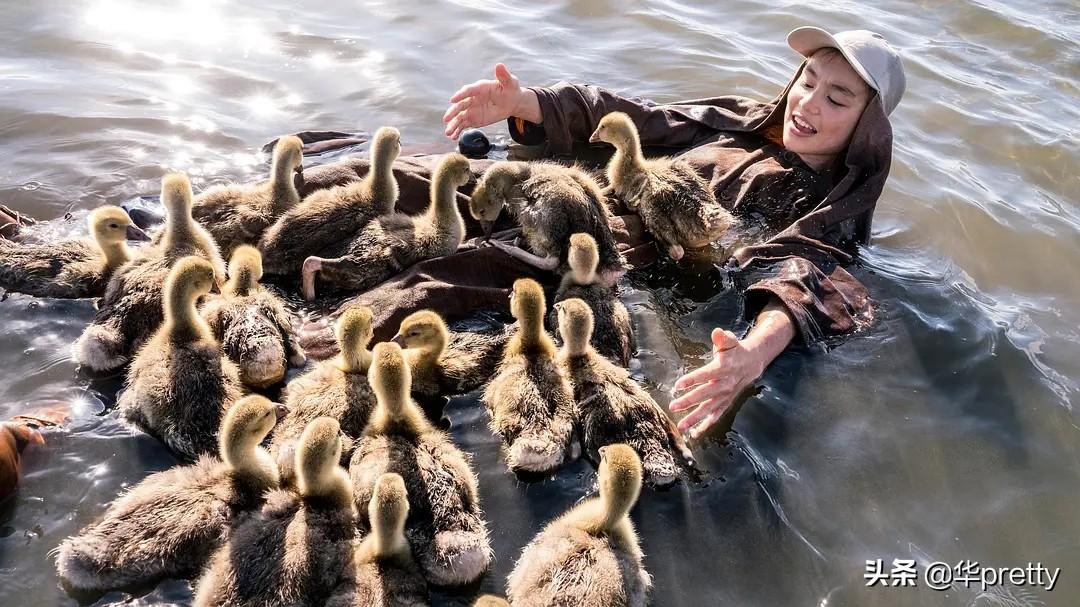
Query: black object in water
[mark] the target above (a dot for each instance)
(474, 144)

•••••

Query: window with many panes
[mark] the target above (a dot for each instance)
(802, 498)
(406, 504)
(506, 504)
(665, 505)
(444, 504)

•••••

__DIE AUFGABE__. Sammle alle Zeilen oben, die das Wort „Query“ enthalten, und schreibe sie ab. Groß- und Kleinschreibung zählt dabei.

__LÖSUNG__.
Query: black object in water
Query: window with many panes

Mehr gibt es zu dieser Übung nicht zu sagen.